- _INSTRUCTION_
Extend the account below of the English PEN benefit evening at the Tricycle Theatre, starting right after its final sentence.

No Offence – An Evening of Readings and Performance of Controversial Works Through the Ages

Tricycle Theatre, Kilburn, 17th April, 2005

 

 

The Tricycle Theatre in Kilburn, North London, is renowned for its hard-hitting political theatre and courageous productions. It was therefore a fitting venue for a very special event this month in aid of English PEN, which illuminated the glorious yet sorry history of texts which have been repressed or banned, from Ancient Greece to Birmingham 2005, brought to life by a star-studded cast of some of the UK’s finest actors.

 

The script traced 2000 years of contention between freedom of the imagination and oppressive regimes and religions. Among the highlights of the evening were Sian Thomas, brilliant as the provocative Lysistrata (Aristophanes) transported into contemporary wars by poet-playwright, Tony Harrison;  Henry Goodman and Harriet Walter enacting pious Tartuffe’s seduction of Elmire; Greg Hicks, Bill Paterson, Michael Pennington and Juliet Stevenson leading the cast in electrifying scenes from Arthur Miller’s ‘The Crucible’.

 

The sweeping changes of the Enlightenment were given voice by Voltaire’s timeless epigrams and the achingly moving ‘Prayer to God’ from his ‘Traité Sur La Tolérance’, 1763. Yet controversy, persecution and censorship lived on, despite the values which grew out of the upheavals of the 18th Century and their subsequent enshrinement in the Charters and decrees of the 19th and 20th Centuries.

- _GIVEN INFORMATION_

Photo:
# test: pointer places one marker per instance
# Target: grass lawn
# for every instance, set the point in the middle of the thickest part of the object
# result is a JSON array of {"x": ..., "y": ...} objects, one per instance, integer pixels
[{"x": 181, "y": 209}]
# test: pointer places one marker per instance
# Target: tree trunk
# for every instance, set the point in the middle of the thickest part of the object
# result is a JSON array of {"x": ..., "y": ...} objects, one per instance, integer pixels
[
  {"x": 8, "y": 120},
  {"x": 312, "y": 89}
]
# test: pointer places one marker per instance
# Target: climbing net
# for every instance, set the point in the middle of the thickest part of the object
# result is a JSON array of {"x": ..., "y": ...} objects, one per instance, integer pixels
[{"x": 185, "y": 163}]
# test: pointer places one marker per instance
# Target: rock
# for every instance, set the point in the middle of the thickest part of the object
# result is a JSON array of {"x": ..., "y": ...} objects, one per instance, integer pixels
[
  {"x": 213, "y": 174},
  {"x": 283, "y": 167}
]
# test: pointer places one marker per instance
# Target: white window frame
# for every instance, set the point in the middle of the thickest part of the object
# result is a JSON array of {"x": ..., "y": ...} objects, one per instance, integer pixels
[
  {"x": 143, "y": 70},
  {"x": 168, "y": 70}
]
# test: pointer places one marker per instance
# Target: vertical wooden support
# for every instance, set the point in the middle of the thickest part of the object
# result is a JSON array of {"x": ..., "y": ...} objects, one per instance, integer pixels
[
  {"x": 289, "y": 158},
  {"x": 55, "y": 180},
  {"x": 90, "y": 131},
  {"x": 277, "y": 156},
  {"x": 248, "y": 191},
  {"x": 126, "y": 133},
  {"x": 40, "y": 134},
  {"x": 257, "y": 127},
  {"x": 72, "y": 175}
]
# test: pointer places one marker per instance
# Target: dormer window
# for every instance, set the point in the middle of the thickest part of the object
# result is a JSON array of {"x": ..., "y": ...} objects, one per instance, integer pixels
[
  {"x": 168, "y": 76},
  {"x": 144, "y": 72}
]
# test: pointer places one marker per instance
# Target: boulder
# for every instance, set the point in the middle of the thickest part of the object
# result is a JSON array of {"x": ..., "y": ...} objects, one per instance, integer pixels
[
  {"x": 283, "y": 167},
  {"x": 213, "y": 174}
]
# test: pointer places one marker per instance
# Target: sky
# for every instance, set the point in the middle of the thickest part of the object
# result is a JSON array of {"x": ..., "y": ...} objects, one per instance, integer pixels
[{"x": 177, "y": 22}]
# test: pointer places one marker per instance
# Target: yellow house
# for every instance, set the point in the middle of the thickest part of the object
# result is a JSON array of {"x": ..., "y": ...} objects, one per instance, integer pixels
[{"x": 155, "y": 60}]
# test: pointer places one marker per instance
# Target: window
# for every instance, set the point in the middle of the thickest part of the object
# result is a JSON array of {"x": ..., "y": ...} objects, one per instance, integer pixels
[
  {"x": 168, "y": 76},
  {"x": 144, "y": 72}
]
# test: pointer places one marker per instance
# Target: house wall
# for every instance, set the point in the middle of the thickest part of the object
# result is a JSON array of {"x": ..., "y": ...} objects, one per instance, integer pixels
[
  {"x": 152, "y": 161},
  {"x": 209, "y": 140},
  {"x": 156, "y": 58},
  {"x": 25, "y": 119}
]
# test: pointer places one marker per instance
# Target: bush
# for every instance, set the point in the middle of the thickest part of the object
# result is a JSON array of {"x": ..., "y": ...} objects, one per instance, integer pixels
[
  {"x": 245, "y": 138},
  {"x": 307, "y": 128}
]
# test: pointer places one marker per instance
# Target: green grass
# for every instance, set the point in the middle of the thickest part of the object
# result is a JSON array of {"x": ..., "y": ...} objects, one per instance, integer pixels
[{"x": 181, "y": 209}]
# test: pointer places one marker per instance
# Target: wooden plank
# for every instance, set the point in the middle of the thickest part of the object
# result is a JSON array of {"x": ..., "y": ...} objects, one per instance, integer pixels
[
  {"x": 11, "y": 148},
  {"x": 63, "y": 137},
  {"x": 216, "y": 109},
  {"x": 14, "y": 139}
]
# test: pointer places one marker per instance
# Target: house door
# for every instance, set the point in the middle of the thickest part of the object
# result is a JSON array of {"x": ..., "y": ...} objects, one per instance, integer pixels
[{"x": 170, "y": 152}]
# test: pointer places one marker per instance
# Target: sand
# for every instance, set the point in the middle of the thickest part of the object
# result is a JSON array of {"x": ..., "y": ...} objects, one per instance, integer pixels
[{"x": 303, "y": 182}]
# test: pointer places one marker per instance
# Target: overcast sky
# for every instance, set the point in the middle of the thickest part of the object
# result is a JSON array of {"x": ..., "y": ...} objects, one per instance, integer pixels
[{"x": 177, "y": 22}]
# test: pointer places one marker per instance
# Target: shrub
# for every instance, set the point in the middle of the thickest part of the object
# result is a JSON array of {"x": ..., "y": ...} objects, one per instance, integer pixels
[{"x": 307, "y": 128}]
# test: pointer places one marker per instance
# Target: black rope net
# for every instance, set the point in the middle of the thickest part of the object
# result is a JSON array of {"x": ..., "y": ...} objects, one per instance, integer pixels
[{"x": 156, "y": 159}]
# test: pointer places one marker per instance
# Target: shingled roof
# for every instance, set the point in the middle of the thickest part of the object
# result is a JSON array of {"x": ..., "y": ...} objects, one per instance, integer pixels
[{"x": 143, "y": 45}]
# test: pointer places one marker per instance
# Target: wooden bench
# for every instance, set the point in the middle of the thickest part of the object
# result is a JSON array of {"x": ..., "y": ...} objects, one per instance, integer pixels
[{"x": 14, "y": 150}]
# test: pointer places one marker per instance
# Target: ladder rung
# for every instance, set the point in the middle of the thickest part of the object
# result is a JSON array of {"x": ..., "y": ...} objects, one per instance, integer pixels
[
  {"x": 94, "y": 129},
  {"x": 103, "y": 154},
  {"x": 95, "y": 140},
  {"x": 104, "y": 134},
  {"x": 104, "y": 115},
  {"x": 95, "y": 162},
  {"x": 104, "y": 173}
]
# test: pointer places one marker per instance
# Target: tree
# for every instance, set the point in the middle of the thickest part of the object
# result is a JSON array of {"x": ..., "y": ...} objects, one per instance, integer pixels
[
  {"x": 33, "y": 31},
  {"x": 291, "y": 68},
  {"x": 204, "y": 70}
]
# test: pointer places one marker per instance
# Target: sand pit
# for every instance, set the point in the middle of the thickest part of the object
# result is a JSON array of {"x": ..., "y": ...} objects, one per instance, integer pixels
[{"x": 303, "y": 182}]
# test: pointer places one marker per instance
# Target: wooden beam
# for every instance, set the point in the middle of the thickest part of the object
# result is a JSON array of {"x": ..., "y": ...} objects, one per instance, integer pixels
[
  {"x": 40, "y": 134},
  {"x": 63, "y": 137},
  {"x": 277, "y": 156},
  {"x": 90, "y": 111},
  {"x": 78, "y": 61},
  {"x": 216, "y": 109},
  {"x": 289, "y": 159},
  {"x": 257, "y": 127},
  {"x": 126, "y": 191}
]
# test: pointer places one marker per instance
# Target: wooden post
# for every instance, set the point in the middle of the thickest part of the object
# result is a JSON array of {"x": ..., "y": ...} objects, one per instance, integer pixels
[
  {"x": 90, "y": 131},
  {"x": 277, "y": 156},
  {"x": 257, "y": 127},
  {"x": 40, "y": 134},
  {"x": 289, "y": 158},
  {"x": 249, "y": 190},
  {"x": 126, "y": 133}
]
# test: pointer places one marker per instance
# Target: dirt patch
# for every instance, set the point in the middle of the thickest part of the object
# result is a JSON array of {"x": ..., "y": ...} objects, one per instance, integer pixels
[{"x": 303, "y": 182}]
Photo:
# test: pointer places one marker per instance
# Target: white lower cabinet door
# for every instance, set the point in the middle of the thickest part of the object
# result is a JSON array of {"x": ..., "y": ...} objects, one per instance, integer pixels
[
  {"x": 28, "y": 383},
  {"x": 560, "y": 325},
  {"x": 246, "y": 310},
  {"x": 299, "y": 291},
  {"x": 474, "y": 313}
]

- _RESPONSE TO THIS TASK_
After the interval the script turned to document the fraught, and in some cases tragic, events of winter 1998/1999 – the battle over Salman Rushdie’s ‘The Satanic Verses’. Then, bringing the recent controversies over the issue to the fore, Shelley King and Yasmin Wilde played a scene from ‘Bezhti (Dishonour)’, Gurpreet Kaur Bhatti’s study of the difficult relationship between a British Sikh mother and daughter, which depicts, off-stage, rape and murder in a Sikh temple. The play was forced to close before the end of its run to satisfy Sikh protesters who objected to the subject matter. This was the first time any part of the play has been enacted since the riots at the Birmingham Rep, and the scene was loudly applauded by the audience.

 

The evening ended with a scene from Timberlake Wertenbaker’s new play, the charged, fascinating and deeply moving ‘Galileo’s Daughter’, performed by Greg Hicks as the Pope and Michael Pennington as an elderly Galileo faced with either the complete retraction of his seminal, and proven, theories of the cosmos – or torture and execution.

 

Devised by Lisa Appignanesi, Eva Hoffman and Michael Kustow, who also produced the evening, and directed by Penny Cherns, PEN and the team hope to take ‘No Offence’ to television, as part of the ongoing campaign for basic freedom of expression which the Labour Government’s policies now threaten.

 

Our deepest thanks to the superb canst and producers who gave so much of their time to produce such an extraordinary evening in aid of PEN, and to Nicholas Kent and his team at The Tricycle for their support of our work.